Feature extraction lets us expand our exploratory analysis toolkit for time series data. I decided to perform principal component analysis on the train features to better understand the main sources of variation among monthly train volumes.

# Principal Component Analysis on Time Series Features --------------------

features_pcs <- train_features %>%
  select(-service, -departure_station, -arrival_station) %>%
  prcomp(scale = TRUE)


features_pcs$rotation %>% 
  as.data.frame() %>%
  rownames_to_column() %>% 
  pivot_longer(cols = -rowname, names_to = "PC") %>%
  group_by(PC) %>%
  #top_n(30, abs(value)) %>%
  filter(PC %in% c("PC1","PC2","PC3")) %>%
  mutate(rowname_ro = tidytext::reorder_within(rowname, value, PC)) %>%
  ggplot(aes(x = value, y = rowname_ro, fill = rowname)) +
  geom_col() +
  tidytext::scale_y_reordered() +
  facet_wrap(~PC, scales = "free_y") +
  guides(fill = FALSE) +
  labs(title = "What Features Account for the Top 3 Principal Components?",
        y = NULL)

Clustering Analysis

Let’s do the same thing with k-means clustering to group our different train routes and see what characterizes each group. Below I perform a traditional k-means clustering analysis, look at the main differences between each cluster, and join the cluster number back to the train features and our original data set.

# K means clustering ------------------------------------------------------

set.seed(456)

## Scale train features
train_features_scaled <- train_features %>%
  mutate(across(where(is.numeric), ~scale(.x)))

== == ==

#### Required work:
Translate this sentence from the time series analysis text into Spanish: "Feature extraction lets us expand our exploratory analysis toolkit for time series data."

#### Supplied records:
== == ==

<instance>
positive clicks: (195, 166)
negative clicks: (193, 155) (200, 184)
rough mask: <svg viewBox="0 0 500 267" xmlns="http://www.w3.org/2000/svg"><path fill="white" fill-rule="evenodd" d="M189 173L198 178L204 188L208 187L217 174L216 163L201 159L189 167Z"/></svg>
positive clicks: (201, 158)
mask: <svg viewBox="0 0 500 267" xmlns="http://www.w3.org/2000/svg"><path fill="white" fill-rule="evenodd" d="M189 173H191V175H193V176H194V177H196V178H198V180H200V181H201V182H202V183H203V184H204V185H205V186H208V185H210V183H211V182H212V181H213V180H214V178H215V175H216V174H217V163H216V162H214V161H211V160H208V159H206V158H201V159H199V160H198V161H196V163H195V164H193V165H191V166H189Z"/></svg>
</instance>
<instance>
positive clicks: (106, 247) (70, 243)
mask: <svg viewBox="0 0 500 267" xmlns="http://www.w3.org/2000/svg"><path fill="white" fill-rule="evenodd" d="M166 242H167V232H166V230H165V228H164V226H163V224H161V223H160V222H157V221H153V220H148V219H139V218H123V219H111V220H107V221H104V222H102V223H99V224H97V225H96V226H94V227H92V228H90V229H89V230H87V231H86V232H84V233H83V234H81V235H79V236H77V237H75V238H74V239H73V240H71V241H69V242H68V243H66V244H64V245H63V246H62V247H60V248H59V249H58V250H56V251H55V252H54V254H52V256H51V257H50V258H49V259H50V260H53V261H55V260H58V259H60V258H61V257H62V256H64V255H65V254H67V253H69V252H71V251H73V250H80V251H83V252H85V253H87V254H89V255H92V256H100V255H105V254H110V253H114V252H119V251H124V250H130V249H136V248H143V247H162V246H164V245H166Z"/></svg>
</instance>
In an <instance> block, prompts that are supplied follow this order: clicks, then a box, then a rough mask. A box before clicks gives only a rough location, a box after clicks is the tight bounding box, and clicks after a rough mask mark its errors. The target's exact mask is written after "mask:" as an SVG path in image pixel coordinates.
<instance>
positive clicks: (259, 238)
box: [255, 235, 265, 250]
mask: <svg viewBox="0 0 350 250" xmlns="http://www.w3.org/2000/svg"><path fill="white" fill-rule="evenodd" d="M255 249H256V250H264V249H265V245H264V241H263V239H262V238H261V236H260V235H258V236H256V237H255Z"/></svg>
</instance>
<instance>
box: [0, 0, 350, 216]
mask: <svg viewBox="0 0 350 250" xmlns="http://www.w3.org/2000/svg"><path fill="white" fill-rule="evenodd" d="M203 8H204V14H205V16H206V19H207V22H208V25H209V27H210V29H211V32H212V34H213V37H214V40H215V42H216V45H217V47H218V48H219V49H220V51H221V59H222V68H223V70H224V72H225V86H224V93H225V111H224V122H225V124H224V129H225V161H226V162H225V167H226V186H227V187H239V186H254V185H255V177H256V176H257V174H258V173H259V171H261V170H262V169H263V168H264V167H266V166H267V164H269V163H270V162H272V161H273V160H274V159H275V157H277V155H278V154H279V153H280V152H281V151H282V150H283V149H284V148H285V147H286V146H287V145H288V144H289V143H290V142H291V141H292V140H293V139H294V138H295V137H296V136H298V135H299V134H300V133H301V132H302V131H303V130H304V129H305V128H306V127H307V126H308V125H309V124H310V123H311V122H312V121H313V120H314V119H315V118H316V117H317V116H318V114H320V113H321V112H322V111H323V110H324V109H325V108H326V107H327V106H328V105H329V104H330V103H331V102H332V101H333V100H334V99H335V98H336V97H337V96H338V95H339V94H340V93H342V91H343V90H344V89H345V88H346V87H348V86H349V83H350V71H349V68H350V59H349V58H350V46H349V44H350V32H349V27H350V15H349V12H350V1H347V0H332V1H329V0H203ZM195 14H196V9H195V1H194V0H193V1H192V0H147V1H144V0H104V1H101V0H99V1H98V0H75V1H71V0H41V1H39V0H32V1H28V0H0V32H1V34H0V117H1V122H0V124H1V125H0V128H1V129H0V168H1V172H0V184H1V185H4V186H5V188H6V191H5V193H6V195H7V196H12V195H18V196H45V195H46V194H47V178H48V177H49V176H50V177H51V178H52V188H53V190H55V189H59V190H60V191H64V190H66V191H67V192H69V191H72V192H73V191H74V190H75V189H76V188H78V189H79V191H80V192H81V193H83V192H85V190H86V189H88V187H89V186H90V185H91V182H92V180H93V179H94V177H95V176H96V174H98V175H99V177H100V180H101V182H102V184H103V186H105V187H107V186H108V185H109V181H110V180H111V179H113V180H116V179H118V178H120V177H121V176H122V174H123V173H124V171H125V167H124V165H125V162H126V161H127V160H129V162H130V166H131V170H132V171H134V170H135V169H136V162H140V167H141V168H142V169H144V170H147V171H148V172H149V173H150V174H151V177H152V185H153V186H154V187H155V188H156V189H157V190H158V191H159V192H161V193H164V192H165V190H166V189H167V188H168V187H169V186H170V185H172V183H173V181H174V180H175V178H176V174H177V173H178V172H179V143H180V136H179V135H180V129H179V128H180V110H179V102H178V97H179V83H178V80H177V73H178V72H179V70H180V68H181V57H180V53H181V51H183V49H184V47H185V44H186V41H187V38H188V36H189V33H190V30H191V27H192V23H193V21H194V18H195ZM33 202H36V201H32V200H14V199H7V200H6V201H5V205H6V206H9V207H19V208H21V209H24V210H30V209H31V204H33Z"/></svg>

== == ==

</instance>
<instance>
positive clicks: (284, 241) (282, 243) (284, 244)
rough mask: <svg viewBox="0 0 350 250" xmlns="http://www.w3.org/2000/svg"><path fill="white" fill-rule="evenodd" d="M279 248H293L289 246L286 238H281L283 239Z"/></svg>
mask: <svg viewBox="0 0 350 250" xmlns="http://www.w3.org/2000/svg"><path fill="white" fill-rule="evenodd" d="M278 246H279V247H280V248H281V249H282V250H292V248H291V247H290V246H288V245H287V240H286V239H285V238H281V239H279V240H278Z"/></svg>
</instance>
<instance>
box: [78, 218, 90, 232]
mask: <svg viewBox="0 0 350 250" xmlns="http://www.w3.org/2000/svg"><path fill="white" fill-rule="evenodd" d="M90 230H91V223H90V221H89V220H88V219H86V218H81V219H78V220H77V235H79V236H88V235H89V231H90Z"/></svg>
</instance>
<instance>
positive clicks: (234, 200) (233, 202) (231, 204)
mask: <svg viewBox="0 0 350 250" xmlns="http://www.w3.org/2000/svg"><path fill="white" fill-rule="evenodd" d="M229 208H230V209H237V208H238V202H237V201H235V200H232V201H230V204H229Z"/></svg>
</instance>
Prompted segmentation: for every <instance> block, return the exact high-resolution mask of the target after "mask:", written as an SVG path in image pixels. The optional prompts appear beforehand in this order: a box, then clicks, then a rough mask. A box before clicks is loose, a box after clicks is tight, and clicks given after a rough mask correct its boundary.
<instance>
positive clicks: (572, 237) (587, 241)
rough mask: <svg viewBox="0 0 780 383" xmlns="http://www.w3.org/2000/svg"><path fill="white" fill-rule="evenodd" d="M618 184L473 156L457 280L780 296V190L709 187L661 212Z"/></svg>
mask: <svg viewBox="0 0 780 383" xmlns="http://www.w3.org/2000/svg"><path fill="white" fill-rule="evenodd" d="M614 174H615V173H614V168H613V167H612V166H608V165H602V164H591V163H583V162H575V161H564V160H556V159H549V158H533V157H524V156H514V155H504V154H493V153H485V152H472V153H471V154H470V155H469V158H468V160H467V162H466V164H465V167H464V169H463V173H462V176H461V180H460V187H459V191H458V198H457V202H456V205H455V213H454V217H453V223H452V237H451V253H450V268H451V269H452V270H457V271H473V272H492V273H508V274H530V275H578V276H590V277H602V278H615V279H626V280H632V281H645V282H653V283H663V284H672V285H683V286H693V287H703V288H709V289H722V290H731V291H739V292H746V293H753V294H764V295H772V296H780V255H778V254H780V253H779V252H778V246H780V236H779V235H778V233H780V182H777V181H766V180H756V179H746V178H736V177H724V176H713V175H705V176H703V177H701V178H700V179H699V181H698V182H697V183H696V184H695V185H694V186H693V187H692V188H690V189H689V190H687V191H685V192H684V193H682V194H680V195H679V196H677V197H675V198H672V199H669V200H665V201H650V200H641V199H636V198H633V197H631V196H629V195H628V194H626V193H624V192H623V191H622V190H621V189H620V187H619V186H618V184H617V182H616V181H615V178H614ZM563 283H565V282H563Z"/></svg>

== == ==

#### Your solution:
La extracción de características nos permite ampliar nuestro conjunto de herramientas de análisis exploratorio para datos de series temporales.